* DOCUMENT SEGMENT
---*---

The 4-Hour Workweek [But Not a review]

Published by Prabin Poudel 10 min read
cover: The 4-Hour Workweek [But Not a review]
Table of contents

Forget the old concept of retirement and the rest of the deferred - life plan – there is no need to wait and every reason not to, especially in unpredictable economic times. Whether your dream is escaping the rat race, experiencing high-end world travel, or earning a monthly five-figure income with zero management, The 4-Hour Workweek is the blueprint.

This book changed the way I think about my professional life, I was wired to think that 9 to 5 jobs are normal and it is “what it is”. Then I read this book, it teaches you ways to delegate all your boring works to others, so you can focus on the most important job. The author suggests us to take all the vacations that we are saving for the retirement right now; all while teaching us about life style redesigns to help us achieve that.

---*---

* EXERCISE REQUIREMENTS
A - Reproduce the passage of the post about The 4-Hour Workweek that starts with "Published by Prabin" and goes on through "us achieve that.".
B - Continue the post about The 4-Hour Workweek from its last sentence.

* DATASET EXCERPT
---*---

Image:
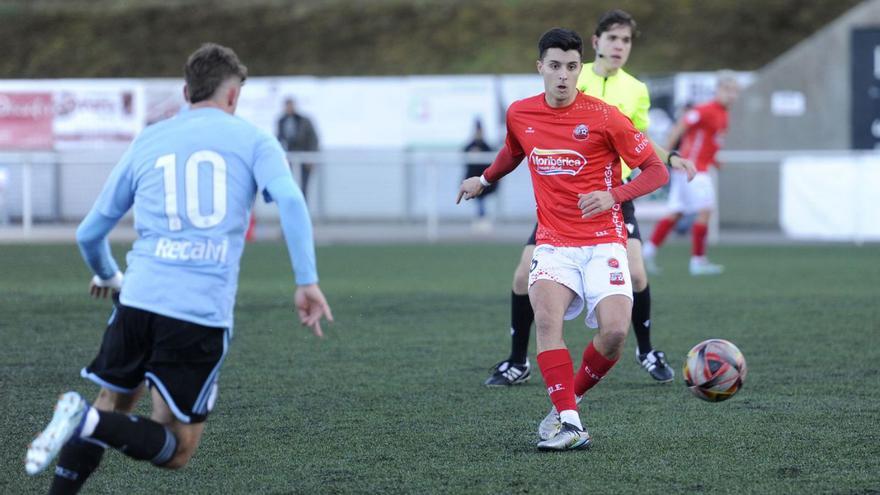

---*---

* EXPECTED RESPONSES
A -
Published by Prabin Poudel 10 min read
cover: The 4-Hour Workweek [But Not a review]
Table of contents

Forget the old concept of retirement and the rest of the deferred - life plan – there is no need to wait and every reason not to, especially in unpredictable economic times. Whether your dream is escaping the rat race, experiencing high-end world travel, or earning a monthly five-figure income with zero management, The 4-Hour Workweek is the blueprint.

This book changed the way I think about my professional life, I was wired to think that 9 to 5 jobs are normal and it is “what it is”. Then I read this book, it teaches you ways to delegate all your boring works to others, so you can focus on the most important job. The author suggests us to take all the vacations that we are saving for the retirement right now; all while teaching us about life style redesigns to help us achieve that.

B -
Chronology of a Pathology

  • “An expert is a person who has made all the mistakes that can be made in a very narrow field.” - Niels Bohr

Getting off the wrong train

  • “Civilization had too many rules for me, so I did my best to rewrite them” - Bill Cosby

Rules that change the rules

  • “I can’t give you a sure fire formula for success, but I can give you a formula for failure: try to please everybody all the time.” - Herbert Bayard Swope

Pessimism: Defining the nightmare

  • “Action may not always bring happiness, but there is no happiness without action.” — Benjamin Disraeli
  • To do or not to do? To try or not to try? Most people will vote no, whether they consider themselves brave or not. Uncertainty and the prospect of failure can be very scary noises in the shadows. Most people will choose unhappiness over uncertainty.

Uncovering feat disguised as optimism

  • Are you better off than you were one year ago, one month ago, or one week ago? If not, things will not improve by themselves. If you are kidding yourself, it is time to stop and plan for a jump.
  • To enjoy life, you don’t need fancy nonsense, but you do need to control your time and realize that most things just aren’t as serious as you make them out to be.

Q&A: Questions and Actions

Spend a few minutes on each answer.

  1. Define your nightmare, the absolute worst that could happen if you did what you are considering.

    What doubt, fears, and “what-ifs” pop up as you consider the big changes you can—or need—to make? Envision them in painstaking detail. Would it be the end of your life? What would be the permanent impact, if any, on a scale of 1–10? Are these things really permanent? How likely do you think it is that they would actually happen?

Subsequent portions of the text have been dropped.